* Try it: Leave out every line that comes before the one containing "3. Where is the almond on", and reproduce the rest of the listing below exactly, through its last line.

* Material supplied:
------------------------

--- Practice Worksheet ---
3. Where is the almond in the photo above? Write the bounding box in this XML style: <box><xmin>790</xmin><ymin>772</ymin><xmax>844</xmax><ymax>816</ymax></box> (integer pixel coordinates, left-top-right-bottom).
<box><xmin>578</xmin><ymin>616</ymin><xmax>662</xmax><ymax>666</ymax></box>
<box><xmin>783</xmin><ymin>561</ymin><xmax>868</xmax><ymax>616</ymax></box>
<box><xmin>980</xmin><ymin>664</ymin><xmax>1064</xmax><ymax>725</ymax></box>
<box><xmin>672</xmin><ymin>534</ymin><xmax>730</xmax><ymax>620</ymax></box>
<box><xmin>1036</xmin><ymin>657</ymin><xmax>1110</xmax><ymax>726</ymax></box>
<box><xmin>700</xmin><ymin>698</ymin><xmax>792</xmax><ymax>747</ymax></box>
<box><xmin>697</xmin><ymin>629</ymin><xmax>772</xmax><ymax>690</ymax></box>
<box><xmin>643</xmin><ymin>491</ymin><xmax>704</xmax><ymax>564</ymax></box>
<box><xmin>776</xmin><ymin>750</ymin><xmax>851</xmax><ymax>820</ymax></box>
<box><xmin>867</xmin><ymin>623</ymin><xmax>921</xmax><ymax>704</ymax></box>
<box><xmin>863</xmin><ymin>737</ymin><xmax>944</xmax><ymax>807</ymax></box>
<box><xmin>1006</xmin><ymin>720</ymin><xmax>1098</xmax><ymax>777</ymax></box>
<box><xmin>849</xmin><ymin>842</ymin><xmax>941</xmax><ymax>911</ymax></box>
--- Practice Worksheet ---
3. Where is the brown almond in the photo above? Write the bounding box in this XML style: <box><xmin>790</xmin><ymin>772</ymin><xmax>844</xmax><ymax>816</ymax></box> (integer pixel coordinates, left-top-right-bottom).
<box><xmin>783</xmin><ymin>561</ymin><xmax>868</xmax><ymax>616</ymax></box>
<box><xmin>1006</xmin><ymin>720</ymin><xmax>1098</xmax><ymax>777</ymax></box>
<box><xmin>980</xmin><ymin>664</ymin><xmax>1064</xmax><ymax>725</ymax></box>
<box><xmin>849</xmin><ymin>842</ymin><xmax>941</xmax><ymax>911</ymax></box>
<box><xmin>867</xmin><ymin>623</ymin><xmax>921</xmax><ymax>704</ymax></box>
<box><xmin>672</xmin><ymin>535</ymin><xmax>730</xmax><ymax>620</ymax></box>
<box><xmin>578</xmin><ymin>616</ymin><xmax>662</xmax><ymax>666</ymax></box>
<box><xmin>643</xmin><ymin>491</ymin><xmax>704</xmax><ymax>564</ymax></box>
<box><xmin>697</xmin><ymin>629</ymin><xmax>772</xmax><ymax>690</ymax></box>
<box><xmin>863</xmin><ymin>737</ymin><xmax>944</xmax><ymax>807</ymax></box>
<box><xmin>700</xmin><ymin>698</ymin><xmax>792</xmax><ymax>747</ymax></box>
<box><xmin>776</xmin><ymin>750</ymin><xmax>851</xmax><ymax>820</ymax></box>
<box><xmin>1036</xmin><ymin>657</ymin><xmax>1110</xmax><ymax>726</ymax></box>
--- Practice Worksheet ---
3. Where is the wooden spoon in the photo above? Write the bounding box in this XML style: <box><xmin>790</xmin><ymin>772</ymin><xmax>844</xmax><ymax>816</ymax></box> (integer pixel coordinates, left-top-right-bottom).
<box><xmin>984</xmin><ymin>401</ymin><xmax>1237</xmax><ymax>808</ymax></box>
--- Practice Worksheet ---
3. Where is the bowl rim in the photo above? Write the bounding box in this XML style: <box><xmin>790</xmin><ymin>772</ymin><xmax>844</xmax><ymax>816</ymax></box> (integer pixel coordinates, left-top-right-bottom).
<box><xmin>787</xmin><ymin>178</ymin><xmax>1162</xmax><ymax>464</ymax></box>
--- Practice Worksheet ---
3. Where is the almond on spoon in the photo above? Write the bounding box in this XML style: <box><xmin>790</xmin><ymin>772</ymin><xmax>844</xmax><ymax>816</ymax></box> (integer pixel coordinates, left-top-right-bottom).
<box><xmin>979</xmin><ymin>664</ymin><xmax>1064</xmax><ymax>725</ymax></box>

------------------------

* Exercise answer:
3. Where is the almond on spoon in the photo above? Write the bounding box in this XML style: <box><xmin>790</xmin><ymin>772</ymin><xmax>844</xmax><ymax>816</ymax></box> (integer pixel coordinates, left-top-right-bottom).
<box><xmin>979</xmin><ymin>664</ymin><xmax>1064</xmax><ymax>725</ymax></box>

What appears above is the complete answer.